# Losing connection



## Bigg (Oct 31, 2003)

My minis keep losing their connection. It seems like every day now two of the three don't have a connection when I go to watch TV, and I have to wait for them to reboot- then it's fine. Now my third one just lost it in the middle of watching a show.

I'm hoping that it's just that the mini's have new software and the XL4 doesn't yet (as of a day or two ago), but what else could be causing this? It wasn't happening up until recently...

Would adding MoCA filters help at all? I'm currently totally unfiltered.


----------



## wizardman13 (Feb 26, 2013)

Bigg said:


> My minis keep losing their connection. It seems like every day now two of the three don't have a connection when I go to watch TV, and I have to wait for them to reboot- then it's fine. Now my third one just lost it in the middle of watching a show.
> 
> I'm hoping that it's just that the mini's have new software and the XL4 doesn't yet (as of a day or two ago), but what else could be causing this? It wasn't happening up until recently...
> 
> Would adding MoCA filters help at all? I'm currently totally unfiltered.


Same problem here and same setup (Almost, I only have two Minis). I was actually just looking at old post to see if anyone else is having this problem. My problem started around the end of September, start of October and it's killing me. I tried to talk to Tivo and I wasn't getting anywhere. I've had no problems for over 6 months and now this.


----------



## lgnad (Feb 14, 2013)

It definitely could be the mix of software versions for both of you guys.

A moca poe filter could help... you might be getting interference from outside the house. Only one is needed.

With a filter installed, you should get a cleaner signal and theoretically more bandwidth.

Have you checked your 'network status' and looked at your Moca speeds, bad packets, packets with errors, tx and rx power, etc?


----------



## Bigg (Oct 31, 2003)

lgnad said:


> It definitely could be the mix of software versions for both of you guys.
> 
> A moca poe filter could help... you might be getting interference from outside the house. Only one is needed.
> 
> ...


I haven't looked at the network stats. I'm hoping it will clear up when I get the new software on the XL4, if that doesn't work, I guess I'll get a filter or two (I could also block off the whole line to the cable modem in case there's interference or something there).


----------



## Coffee (Feb 15, 2013)

Description of the task:
Switch "cable modem" to "router" and write out the thread on lost connections again, beginning at the words "I haven't looked" and stopping after "(Feb 15, 2013)".

Stored records:
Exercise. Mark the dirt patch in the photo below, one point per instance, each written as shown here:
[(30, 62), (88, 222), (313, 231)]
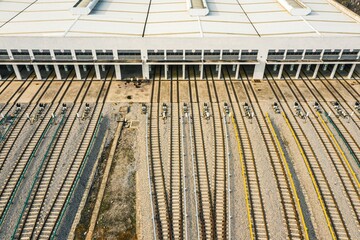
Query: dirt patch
[(117, 218), (82, 227)]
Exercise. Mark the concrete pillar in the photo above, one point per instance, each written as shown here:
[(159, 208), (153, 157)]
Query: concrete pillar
[(93, 51), (77, 71), (260, 68), (117, 72), (11, 56), (116, 55), (316, 71), (219, 72), (237, 71), (37, 72), (352, 69), (32, 57), (97, 71), (201, 67), (333, 71), (17, 72), (57, 72), (73, 54), (184, 76), (166, 72), (298, 71), (145, 69), (280, 71), (52, 54)]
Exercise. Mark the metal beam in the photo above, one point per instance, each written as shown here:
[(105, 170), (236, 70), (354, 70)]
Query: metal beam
[(316, 71), (259, 70), (57, 72), (17, 72), (333, 71), (184, 76), (165, 72), (117, 72), (280, 71), (145, 69), (37, 72), (201, 67), (352, 69), (97, 71), (219, 71), (237, 71), (77, 71), (298, 71)]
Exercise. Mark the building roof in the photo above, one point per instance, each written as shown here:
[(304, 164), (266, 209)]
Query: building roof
[(170, 18)]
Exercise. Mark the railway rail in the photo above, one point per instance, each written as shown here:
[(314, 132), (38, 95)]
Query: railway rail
[(30, 216), (293, 216), (176, 159), (158, 184), (258, 226), (347, 176), (324, 192), (205, 218), (56, 209), (18, 170), (220, 164), (338, 97), (344, 132)]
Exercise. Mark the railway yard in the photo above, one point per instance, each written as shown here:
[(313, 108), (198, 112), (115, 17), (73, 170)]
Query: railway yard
[(211, 158)]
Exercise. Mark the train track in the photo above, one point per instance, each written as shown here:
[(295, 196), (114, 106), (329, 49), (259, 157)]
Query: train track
[(176, 171), (327, 84), (55, 210), (351, 143), (158, 185), (32, 208), (205, 218), (324, 192), (293, 217), (258, 226), (17, 171), (219, 167), (348, 179), (18, 125)]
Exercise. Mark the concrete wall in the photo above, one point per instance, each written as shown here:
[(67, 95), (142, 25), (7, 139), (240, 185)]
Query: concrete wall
[(262, 45)]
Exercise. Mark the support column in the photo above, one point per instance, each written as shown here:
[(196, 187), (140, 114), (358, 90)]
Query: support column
[(97, 71), (165, 72), (77, 71), (237, 71), (145, 69), (184, 77), (118, 72), (57, 72), (352, 69), (280, 71), (37, 72), (201, 67), (219, 72), (17, 72), (52, 53), (316, 71), (259, 70), (298, 71), (333, 71)]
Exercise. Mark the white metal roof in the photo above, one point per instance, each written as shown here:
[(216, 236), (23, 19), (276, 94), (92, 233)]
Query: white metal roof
[(170, 18)]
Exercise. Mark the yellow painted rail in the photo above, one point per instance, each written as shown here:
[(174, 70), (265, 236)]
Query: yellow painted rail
[(243, 172), (333, 235), (339, 148), (283, 158)]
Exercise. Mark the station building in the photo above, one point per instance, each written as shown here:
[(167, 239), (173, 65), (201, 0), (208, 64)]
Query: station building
[(132, 37)]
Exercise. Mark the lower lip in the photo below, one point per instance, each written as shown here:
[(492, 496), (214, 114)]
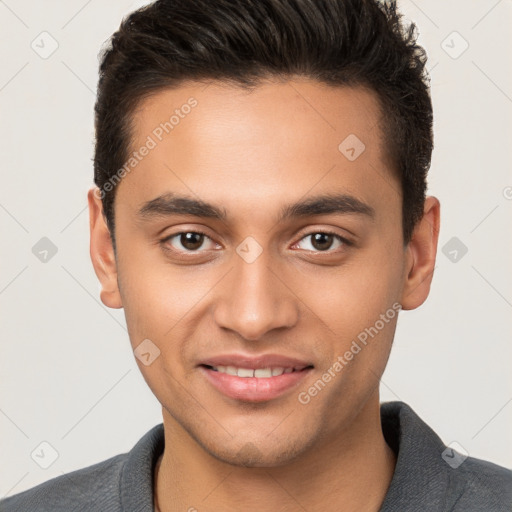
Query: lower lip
[(253, 389)]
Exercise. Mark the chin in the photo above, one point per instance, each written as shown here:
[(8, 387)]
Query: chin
[(253, 455)]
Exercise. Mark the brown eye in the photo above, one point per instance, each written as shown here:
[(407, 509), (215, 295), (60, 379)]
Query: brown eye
[(191, 241), (322, 242), (188, 241)]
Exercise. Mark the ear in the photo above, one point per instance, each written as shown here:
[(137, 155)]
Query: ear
[(102, 251), (421, 256)]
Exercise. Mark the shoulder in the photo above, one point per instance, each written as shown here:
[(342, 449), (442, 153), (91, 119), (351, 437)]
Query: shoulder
[(92, 488), (429, 472), (483, 485), (123, 483)]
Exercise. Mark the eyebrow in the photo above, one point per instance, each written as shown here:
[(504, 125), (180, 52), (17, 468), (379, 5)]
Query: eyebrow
[(172, 204)]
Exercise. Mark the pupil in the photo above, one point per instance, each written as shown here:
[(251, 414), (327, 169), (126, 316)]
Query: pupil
[(322, 241), (192, 241)]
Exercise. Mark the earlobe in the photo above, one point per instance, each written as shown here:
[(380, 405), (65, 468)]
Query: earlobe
[(421, 256), (102, 252)]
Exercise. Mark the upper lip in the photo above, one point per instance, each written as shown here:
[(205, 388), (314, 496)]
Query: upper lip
[(256, 362)]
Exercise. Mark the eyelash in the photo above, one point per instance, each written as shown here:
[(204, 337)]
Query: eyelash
[(341, 239)]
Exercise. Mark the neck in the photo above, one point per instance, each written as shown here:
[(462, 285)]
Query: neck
[(352, 471)]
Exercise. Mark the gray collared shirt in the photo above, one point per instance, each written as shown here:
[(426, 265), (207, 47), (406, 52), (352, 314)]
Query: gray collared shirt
[(429, 476)]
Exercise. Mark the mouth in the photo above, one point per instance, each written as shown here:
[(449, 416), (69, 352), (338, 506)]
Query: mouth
[(259, 373), (256, 381)]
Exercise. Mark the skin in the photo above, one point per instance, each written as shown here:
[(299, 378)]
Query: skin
[(251, 153)]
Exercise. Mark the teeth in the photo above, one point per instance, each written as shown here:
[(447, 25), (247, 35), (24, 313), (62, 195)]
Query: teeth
[(261, 373), (231, 370)]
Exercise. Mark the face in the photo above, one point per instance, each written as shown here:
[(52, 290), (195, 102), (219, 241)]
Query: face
[(259, 249)]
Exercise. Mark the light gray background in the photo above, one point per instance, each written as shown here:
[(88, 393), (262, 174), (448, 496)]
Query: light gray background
[(68, 376)]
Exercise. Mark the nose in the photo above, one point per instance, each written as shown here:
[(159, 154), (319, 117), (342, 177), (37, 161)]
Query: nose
[(254, 299)]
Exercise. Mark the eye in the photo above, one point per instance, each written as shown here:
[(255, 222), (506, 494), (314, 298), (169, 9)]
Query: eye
[(188, 241), (322, 241)]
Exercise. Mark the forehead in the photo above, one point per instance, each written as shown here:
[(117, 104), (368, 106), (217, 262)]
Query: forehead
[(276, 140)]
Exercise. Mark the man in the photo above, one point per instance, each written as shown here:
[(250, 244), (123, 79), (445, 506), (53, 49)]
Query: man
[(260, 215)]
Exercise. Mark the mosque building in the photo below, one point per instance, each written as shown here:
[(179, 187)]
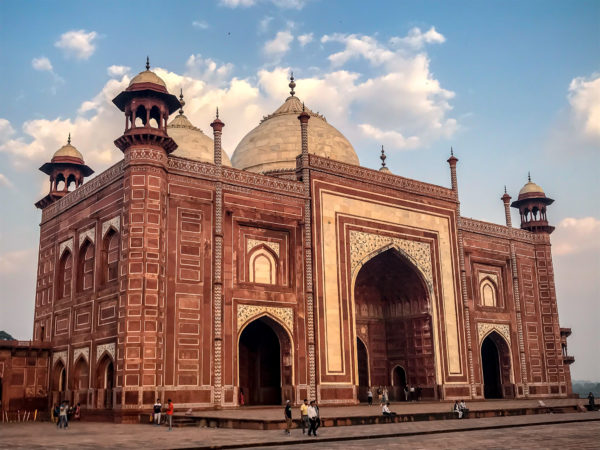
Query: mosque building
[(287, 272)]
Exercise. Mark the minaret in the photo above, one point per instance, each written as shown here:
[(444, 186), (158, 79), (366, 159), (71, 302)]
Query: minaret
[(66, 166), (532, 203), (143, 304)]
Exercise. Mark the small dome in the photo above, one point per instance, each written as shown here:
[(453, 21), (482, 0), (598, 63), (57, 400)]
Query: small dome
[(147, 76), (192, 143), (531, 188), (68, 151), (276, 142)]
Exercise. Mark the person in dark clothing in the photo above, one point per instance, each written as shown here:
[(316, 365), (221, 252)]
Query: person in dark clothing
[(287, 413)]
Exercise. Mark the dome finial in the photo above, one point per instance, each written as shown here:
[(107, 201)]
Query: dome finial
[(292, 85), (181, 101)]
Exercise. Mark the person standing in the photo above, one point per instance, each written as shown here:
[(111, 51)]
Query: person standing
[(170, 409), (287, 413), (313, 418), (304, 415), (157, 410)]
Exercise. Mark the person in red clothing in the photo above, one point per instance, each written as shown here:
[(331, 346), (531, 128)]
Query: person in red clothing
[(170, 408)]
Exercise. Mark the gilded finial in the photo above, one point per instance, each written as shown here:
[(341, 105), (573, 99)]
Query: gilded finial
[(292, 85), (181, 101), (382, 157)]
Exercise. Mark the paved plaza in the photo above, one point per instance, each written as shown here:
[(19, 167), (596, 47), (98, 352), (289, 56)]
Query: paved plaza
[(576, 430)]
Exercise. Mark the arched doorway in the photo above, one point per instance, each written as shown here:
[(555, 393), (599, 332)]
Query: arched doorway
[(105, 380), (265, 363), (496, 367), (392, 305), (398, 383), (363, 370)]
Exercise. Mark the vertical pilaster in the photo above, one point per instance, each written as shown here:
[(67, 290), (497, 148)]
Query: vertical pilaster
[(308, 266), (217, 126), (463, 276)]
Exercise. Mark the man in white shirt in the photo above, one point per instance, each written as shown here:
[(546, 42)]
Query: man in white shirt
[(313, 418)]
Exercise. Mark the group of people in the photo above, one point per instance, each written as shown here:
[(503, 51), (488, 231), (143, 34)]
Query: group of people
[(63, 413), (158, 407), (309, 417), (460, 409)]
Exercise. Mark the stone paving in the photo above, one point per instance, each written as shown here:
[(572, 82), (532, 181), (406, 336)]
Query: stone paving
[(87, 435)]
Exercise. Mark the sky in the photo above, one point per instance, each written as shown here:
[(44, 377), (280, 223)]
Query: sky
[(512, 86)]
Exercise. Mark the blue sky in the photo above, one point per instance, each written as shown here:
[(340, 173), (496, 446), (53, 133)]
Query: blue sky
[(513, 86)]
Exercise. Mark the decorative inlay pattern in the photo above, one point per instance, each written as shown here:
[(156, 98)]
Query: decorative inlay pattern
[(115, 222), (491, 276), (363, 244), (483, 328), (84, 191), (377, 177), (248, 312), (251, 243), (109, 348), (65, 244), (90, 234), (85, 351), (62, 355)]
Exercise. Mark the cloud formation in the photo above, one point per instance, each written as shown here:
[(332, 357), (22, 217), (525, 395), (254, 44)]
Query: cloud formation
[(77, 43)]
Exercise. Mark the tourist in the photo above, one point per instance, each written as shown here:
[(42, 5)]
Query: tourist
[(157, 410), (456, 409), (591, 403), (170, 409), (386, 410), (63, 422), (304, 415), (463, 408), (287, 413), (313, 418)]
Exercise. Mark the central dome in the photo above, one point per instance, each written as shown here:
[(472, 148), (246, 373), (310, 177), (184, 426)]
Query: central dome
[(276, 142)]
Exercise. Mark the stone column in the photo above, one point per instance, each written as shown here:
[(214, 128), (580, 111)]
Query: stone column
[(217, 127), (463, 275), (308, 266)]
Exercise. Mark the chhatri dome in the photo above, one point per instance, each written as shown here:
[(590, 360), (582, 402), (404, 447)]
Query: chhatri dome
[(276, 142), (191, 142)]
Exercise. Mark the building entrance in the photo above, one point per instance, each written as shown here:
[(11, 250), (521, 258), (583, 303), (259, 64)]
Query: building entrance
[(393, 319), (265, 363)]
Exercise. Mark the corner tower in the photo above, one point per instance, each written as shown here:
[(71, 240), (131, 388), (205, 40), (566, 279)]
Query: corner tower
[(532, 203)]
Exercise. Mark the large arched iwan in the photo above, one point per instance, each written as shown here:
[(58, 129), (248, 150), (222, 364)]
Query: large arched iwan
[(392, 304), (265, 363)]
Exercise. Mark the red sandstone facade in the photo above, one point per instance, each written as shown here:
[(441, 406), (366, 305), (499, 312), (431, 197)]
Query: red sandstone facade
[(164, 277)]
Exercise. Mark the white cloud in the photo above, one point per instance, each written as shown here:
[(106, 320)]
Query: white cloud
[(42, 64), (200, 24), (304, 39), (279, 45), (573, 235), (4, 181), (417, 39), (77, 43), (117, 71), (584, 98)]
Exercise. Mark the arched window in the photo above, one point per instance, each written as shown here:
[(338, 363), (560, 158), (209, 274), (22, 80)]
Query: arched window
[(110, 256), (262, 267), (487, 292), (65, 274), (85, 269)]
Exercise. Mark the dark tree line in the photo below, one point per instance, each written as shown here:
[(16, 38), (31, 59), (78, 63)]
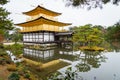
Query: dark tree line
[(113, 32), (90, 3)]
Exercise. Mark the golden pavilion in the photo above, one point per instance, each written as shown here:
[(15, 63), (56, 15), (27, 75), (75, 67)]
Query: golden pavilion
[(42, 27)]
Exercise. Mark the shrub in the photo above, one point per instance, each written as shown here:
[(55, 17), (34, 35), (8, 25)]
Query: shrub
[(12, 68), (2, 61), (14, 76), (27, 76)]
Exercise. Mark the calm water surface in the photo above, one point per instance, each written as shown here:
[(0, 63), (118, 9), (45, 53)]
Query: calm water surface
[(89, 65)]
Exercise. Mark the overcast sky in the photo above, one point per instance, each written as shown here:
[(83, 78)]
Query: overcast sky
[(109, 15)]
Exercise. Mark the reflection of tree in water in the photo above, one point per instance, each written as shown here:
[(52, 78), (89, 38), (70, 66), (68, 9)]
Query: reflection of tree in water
[(83, 67), (91, 59)]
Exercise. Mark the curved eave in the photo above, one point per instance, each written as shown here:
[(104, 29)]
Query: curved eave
[(40, 9), (41, 20)]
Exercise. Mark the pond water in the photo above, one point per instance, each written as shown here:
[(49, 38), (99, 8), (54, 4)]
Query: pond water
[(89, 65)]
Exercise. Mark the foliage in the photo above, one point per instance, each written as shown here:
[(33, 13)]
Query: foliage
[(90, 3), (14, 76), (87, 36), (2, 2), (16, 49), (5, 22), (113, 32)]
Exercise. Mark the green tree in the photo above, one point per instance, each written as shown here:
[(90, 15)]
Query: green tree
[(87, 35), (90, 3), (113, 32), (14, 76)]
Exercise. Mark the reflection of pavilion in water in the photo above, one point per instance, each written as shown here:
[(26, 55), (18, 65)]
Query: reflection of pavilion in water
[(48, 55)]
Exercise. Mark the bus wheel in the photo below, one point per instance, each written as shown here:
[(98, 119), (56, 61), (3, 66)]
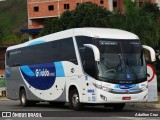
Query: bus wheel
[(119, 106), (74, 100), (23, 98), (57, 104)]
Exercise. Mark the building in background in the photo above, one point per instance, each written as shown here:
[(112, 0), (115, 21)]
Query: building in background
[(39, 10)]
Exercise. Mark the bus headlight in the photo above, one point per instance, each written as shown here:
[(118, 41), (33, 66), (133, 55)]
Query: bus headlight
[(144, 88)]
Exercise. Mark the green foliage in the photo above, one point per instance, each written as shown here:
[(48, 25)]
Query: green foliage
[(13, 17)]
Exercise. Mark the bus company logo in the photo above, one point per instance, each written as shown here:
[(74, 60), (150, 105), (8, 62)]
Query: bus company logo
[(43, 73)]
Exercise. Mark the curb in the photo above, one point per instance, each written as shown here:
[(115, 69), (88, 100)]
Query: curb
[(148, 105)]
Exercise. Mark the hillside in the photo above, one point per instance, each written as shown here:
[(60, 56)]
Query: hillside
[(13, 16)]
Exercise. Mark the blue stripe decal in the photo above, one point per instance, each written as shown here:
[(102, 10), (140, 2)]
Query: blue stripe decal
[(90, 91), (27, 71), (59, 69), (36, 42)]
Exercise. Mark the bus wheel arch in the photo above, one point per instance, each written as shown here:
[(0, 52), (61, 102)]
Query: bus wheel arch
[(74, 99)]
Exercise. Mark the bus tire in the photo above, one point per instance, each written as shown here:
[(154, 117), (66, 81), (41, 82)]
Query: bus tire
[(74, 100), (118, 106), (57, 104), (23, 98)]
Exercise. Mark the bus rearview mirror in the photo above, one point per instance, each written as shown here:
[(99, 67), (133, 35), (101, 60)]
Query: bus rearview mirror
[(95, 51), (152, 54)]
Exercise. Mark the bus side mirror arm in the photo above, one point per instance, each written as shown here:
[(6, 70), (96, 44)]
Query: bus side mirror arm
[(95, 51), (152, 52)]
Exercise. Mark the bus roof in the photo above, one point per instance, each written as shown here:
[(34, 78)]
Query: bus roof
[(91, 32)]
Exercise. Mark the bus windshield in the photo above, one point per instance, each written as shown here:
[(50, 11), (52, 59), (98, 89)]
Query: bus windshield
[(121, 60)]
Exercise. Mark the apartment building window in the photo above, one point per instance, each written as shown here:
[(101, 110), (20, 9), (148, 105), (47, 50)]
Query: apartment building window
[(36, 9), (51, 7), (140, 4), (114, 3), (66, 6), (101, 1)]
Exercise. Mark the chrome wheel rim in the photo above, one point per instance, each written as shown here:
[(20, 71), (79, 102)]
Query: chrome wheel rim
[(75, 100), (23, 99)]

Answer to this task:
I haven't looked at the network stats. I'm hoping it will clear up when I get the new software on the XL4, if that doesn't work, I guess I'll get a filter or two (I could also block off the whole line to the router in case there's interference or something there).


----------



## Coffee (Feb 15, 2013)